┌─ SUPPLIED ENTRIES

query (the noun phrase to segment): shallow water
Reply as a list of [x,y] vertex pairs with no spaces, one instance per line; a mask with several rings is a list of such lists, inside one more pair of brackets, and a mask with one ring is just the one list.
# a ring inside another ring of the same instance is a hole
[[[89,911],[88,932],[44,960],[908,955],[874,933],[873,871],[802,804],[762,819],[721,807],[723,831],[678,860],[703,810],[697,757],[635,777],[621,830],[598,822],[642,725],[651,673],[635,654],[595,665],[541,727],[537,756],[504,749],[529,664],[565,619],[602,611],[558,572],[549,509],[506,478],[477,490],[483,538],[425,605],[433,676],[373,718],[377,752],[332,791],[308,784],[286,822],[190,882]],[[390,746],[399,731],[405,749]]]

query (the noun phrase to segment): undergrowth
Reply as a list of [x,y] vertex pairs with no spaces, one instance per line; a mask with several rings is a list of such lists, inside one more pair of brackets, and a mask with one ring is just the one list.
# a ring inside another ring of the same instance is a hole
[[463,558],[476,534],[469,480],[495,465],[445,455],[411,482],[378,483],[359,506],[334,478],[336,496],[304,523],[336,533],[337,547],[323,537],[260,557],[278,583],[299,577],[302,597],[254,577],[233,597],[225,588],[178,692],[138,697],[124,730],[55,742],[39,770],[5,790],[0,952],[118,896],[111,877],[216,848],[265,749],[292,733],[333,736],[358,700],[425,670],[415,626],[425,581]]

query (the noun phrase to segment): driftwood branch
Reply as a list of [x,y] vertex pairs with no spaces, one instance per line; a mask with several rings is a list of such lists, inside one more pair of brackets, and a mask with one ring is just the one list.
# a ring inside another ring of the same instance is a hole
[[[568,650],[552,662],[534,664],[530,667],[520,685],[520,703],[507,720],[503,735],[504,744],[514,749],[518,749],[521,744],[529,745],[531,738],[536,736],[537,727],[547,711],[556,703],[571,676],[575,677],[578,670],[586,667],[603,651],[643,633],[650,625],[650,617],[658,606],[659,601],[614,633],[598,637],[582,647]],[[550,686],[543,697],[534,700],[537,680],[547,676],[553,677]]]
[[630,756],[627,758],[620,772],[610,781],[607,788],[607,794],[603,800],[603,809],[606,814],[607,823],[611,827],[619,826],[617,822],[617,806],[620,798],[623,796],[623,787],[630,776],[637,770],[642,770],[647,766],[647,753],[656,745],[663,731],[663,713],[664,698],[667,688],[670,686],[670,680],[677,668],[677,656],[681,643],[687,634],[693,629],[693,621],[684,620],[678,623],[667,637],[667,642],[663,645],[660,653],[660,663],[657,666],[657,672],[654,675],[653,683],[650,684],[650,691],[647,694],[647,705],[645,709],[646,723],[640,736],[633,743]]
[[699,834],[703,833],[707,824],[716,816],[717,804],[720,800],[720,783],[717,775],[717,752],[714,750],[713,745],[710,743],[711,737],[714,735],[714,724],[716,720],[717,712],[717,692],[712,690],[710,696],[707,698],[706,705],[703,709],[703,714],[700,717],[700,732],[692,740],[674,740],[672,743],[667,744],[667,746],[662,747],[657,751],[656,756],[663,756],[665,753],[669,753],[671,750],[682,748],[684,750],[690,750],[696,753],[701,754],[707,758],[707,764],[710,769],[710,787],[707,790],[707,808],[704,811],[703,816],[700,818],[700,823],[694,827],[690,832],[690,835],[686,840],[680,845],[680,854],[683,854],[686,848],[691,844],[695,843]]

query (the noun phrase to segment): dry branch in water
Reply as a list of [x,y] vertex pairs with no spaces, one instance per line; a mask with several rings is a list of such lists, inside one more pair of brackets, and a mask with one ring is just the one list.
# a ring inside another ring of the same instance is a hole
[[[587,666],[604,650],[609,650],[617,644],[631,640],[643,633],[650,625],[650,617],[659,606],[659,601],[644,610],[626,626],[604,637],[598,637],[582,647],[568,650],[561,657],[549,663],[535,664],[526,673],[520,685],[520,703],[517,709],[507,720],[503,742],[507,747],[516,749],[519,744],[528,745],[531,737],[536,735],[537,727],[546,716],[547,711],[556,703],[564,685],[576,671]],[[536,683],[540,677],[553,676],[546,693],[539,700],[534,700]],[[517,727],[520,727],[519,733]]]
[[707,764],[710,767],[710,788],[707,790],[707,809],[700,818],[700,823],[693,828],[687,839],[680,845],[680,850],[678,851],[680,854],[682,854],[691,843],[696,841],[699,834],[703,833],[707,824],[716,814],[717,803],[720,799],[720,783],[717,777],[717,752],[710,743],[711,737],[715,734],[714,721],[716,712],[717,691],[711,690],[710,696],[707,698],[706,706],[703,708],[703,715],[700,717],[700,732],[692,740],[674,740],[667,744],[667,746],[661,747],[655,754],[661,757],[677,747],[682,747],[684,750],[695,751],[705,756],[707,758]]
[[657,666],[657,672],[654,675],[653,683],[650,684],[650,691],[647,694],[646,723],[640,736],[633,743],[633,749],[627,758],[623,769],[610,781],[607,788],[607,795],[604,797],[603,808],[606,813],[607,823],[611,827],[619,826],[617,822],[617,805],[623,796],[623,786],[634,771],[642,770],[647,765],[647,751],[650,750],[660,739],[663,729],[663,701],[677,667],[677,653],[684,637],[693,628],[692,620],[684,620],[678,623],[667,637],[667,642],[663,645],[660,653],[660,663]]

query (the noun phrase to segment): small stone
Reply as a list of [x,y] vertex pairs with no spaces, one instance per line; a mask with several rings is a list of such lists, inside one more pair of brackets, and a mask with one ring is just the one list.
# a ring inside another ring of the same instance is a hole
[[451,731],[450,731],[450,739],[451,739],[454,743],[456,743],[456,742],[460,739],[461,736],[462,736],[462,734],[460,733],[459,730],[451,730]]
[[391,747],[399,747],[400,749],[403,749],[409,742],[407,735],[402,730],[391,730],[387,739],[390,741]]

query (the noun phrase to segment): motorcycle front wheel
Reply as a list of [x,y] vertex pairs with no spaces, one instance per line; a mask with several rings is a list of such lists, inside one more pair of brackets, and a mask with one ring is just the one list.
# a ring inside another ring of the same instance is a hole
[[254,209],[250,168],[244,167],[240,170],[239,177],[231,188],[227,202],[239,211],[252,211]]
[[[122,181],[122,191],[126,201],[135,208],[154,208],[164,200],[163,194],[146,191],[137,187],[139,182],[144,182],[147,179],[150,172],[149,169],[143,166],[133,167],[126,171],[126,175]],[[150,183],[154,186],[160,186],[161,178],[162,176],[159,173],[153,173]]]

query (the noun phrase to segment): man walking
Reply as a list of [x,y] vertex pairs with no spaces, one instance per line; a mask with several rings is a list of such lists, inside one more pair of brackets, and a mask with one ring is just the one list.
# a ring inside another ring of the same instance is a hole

└─

> YOUR TASK
Print, exactly as given, the lines from the one with "query (the noun phrase to segment): man" through the last line of the material above, and no others.

> RESULT FOR THIS EXERCISE
query (the noun phrase to segment): man walking
Reply as a list of [x,y] vertex pairs with no spaces, one instance per line; a mask with several rings is a list of such lists, inside one more pair of brackets, and a mask with one ring is just the one list.
# a ring inside another ring of the same instance is a hole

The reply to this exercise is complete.